:: Extrait du texte ::
----
Ma fille.
Grande Soeur, l'aînée des mes trois bonheurs.
Je n'en ai pas parlé.
Difficile.
Mais il faut que je le fasse.
Elle est née en 1968.
Jolie bébée.
Plein de cheveux noirs.
Un teint mat.
Des yeux noirs.
Le médecin de famille disait d'elle : " avec des yeux comme ça... ".
Elle grandit sans problème véritable.
Un caractère très affirmé.
Il fallait veiller à ce qu'elle ne rabaisse pas Grand Frère rêveur, poète.
Il admirait Grand Soeur.
La première fois où elle se rebella elle avait 5 ans.
J'allais les chercher tous les deux à l'école.
Un jour la poche de son tablier bien gonflée, je demandai ce qu'il y avait dedans.
Elle se renfrogna.
La maîtresse, une femme exceptionnelle de gentillesse approcha.
Lui demanda ce qu'il se passait.
La petiote rentra dans sa classe et vida sa poche.
----
:: Données fournies ::
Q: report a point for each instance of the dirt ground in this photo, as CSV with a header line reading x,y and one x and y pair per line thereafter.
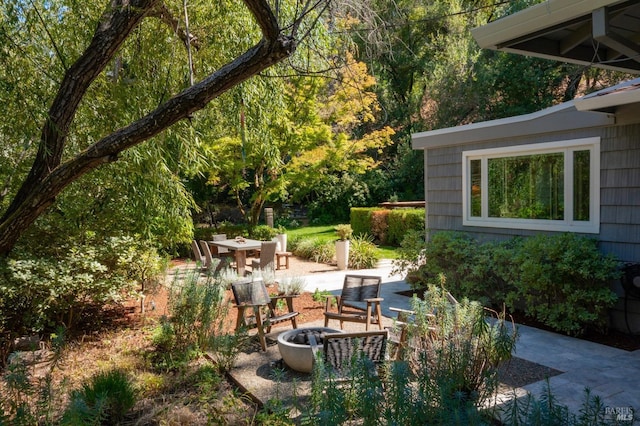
x,y
310,310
----
:: Consignes ::
1: Reproduisez le passage du texte sur la fille aînée, tout ce qui va de « Mais il faut » jusqu'à « caractère très affirmé. ».
2: D'après le texte sur la fille aînée, en quelle année est-elle née ?

:: Solutions ::
1:
Mais il faut que je le fasse.
Elle est née en 1968.
Jolie bébée.
Plein de cheveux noirs.
Un teint mat.
Des yeux noirs.
Le médecin de famille disait d'elle : " avec des yeux comme ça... ".
Elle grandit sans problème véritable.
Un caractère très affirmé.

2: En 1968.